Stored data:

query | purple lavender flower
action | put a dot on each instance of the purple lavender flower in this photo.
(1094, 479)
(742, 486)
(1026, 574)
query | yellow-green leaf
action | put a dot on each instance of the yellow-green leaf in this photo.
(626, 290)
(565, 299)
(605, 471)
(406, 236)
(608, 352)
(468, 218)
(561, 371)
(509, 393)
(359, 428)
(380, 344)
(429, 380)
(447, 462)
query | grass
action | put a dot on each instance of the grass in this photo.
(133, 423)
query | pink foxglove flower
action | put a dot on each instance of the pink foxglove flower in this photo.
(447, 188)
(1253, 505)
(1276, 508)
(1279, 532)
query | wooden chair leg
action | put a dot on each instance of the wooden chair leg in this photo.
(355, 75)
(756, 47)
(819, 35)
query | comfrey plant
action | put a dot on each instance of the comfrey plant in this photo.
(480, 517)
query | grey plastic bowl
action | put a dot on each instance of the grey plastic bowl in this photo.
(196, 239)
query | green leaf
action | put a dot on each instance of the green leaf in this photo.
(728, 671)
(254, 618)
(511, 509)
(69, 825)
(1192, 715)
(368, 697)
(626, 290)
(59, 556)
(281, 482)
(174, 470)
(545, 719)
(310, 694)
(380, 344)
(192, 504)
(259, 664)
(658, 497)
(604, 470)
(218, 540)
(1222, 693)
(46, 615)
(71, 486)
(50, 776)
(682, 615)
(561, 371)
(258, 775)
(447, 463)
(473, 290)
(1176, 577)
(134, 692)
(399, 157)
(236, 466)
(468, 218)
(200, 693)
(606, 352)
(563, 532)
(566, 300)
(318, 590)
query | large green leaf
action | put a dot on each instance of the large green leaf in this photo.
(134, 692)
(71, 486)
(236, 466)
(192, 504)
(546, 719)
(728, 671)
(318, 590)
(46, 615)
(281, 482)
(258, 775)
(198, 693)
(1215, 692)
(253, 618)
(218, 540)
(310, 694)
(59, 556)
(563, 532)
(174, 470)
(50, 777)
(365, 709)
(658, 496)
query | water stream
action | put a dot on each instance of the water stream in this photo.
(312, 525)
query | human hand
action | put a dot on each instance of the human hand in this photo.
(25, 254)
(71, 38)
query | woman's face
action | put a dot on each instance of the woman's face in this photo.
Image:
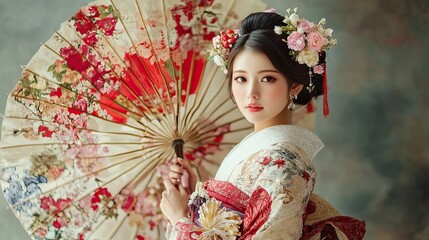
(260, 91)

Task details: Search the listing above for the string "face". Copy every line that contains it.

Solution for this task:
query | woman's face
action | put a dot on each instance of the woman's face in this photo.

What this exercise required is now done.